EXTRAIT DU TEXTE:
* * *
Entre-temps, la révolution numérique est venue bouleverser en profondeur la communication. Il a fallu du temps pour que l’on perçoive que cette mutation n’avait pas uniquement impacté la création de visuels. Plus subtilement, ce sont les échanges entre les acteurs qui s’en est trouvée modifiée, c’est la relation commanditaire/graphiste qui est devenue autre. Dans un numéro d’Étapes (179), Evelyne ter Bekke & Dirk Behage reviennent sur ce glissement. « Depuis l’introduction des ordinateurs dans les années 1980, cette nouvelle technologie a rendu la relation entre les concepteurs et les commanditaires plus ambigus. Le “mythe” de la création s’est dégradé dans une relation plus ordinaire et démocratique. L’autorité professionnelle du concepteur graphique est souvent remise en question. Le concepteur doit plutôt “rendre un service”. La question aujourd’hui n’est plus de pouvoir imaginer des projets, mais plutôt de pouvoir les “bien” faire exister, tels qu’ils ont été imaginés. »
Ce qui est apparu à l’orée du XXIe siècle, c’est un quatrième personnage qui a pris une place de plus en plus importante… LE théâtre. L’affirmation de l’institution comme acteur créateur est visuellement devenue plus présente sur les affiches. L’institution, le théâtre et la programmation de saison s’imposèrent avec force. Le théâtre en tant qu’œuvre littéraire a quasi disparu au profit du théâtre lieu de spectacle vivant.
Graphistes typographes et affiches textuelles
Reste la question du couple texte/image qui, pour le coup, raconte aussi de notre société. L’affiche de théâtre a évolué vers des propositions où l’image s’est réduite à sa plus simple expression. À la place, la typographie ta pris une place hégémonique. Et paradoxalement, plus de deux siècles plus tard, nous retrouvons les affiches typographiques du début du XIXe siècle.
« Les graphistes sont devenus typographes ! » Annonçait déjà Peter Knapp il y a quelques années aux Rencontres de Lure.
Au point que certaines affiches peuvent être perçues comme des planches de spécimens typographiques telles que les fonderies en réalisaient pour communiquer sur leurs nouvelles créations. Des supports promotionnels qui s’adresseraient… aux graphistes !!! Est-ce à dire qu’aujourd’hui les affiches typographiques s’adressent avant tout au graphistes plutôt qu’au grand public ? « Moi, ce qui m’intéresse c’est de parler aux gens et pas de parler aux autres graphistes de mon milieu. » réagit Alain Le Quernec quand on lui demande ce qu’il pense de la production actuelle.
Alors oui, l’image pose question. Mais qu’en est-il de l’image et pourquoi ce nivellement typographique semble-t-il acquis ?
La culture du texte, et la prise de risque typographique
L’explosion des réseaux sociaux à partir de 2010, et plus particulièrement, l’apparition d’Instagram a modifié notre perception, notre rapport à l’image. Quelle que soit sa nature, l’image se retrouve massivement diffusée, mais aussi critiquée, montrée du doigt. Les polémiques deviennent alors très fréquentes.
* * *
[Annotations de position]
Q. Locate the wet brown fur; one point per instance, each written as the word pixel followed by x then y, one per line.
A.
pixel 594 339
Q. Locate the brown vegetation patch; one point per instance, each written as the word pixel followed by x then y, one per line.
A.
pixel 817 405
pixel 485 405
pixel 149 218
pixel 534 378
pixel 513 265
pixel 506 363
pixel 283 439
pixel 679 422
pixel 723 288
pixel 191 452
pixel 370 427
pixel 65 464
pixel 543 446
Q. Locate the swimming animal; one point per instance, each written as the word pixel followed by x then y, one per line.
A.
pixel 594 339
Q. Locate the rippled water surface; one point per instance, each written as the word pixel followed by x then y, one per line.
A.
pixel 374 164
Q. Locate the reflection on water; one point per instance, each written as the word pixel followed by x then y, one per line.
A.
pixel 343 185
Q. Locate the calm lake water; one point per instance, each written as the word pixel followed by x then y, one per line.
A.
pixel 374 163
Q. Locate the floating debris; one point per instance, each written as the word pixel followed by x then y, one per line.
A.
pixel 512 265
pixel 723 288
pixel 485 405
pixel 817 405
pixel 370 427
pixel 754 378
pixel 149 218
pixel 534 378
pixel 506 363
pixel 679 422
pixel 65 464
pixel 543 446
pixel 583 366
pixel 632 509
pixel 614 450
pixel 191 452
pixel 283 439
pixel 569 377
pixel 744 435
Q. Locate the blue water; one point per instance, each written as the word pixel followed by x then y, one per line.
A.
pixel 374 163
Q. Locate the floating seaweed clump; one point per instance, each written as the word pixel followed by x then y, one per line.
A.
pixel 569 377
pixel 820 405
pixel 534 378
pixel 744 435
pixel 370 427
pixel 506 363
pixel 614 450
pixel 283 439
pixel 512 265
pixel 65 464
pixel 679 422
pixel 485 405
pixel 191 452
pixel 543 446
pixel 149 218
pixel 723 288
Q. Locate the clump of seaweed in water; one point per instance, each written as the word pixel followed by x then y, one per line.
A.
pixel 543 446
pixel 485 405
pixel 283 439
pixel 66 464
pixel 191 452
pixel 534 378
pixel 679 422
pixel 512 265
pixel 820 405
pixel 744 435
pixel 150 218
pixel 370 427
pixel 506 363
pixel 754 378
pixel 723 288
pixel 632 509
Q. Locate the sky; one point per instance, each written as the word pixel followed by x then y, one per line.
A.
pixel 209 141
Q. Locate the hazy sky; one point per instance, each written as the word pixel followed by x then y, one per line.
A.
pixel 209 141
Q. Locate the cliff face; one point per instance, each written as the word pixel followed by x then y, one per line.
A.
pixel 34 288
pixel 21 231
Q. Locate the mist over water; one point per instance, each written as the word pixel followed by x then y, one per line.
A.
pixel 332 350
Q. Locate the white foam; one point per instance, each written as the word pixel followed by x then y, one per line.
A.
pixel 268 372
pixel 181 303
* * *
EXERCICE COURT 1:
Indiquez si chacune des affirmations suivantes concorde avec l’extrait sur les affiches de théâtre, en répondant par oui ou par non et en citant les mots du texte qui tranchent. (a) Les réseaux sociaux connaissent une explosion à partir de 2010. (b) Peter Knapp a déclaré aux Rencontres de Lure que les graphistes étaient devenus typographes. (c) Sur l’affiche de théâtre, l’image a pris une place hégémonique.
EXERCICE COURT 2:
Mettez à jour le passage de l’extrait sur les affiches de théâtre qui commence par « Graphistes typographes et » et se poursuit jusqu’à « Rencontres de Lure. », en y remplaçant « affiche de théâtre » par « affiche d’opéra ».
EXERCICE COURT 3:
Relevez toutes les personnes nommées dans l’extrait sur les affiches de théâtre.

CORRIGÉ DÉTAILLÉ 1:
(a) Oui : « L’explosion des réseaux sociaux à partir de 2010 ».
(b) Oui : « « Les graphistes sont devenus typographes ! » Annonçait déjà Peter Knapp il y a quelques années aux Rencontres de Lure. »
(c) Non : « l’image s’est réduite à sa plus simple expression ».

CORRIGÉ DÉTAILLÉ 2:
Graphistes typographes et affiches textuelles
Reste la question du couple texte/image qui, pour le coup, raconte aussi de notre société. L’affiche d’opéra a évolué vers des propositions où l’image s’est réduite à sa plus simple expression. À la place, la typographie ta pris une place hégémonique. Et paradoxalement, plus de deux siècles plus tard, nous retrouvons les affiches typographiques du début du XIXe siècle.
« Les graphistes sont devenus typographes ! » Annonçait déjà Peter Knapp il y a quelques années aux Rencontres de Lure.

CORRIGÉ DÉTAILLÉ 3:
Evelyne ter Bekke, Dirk Behage, Peter Knapp, Alain Le Quernec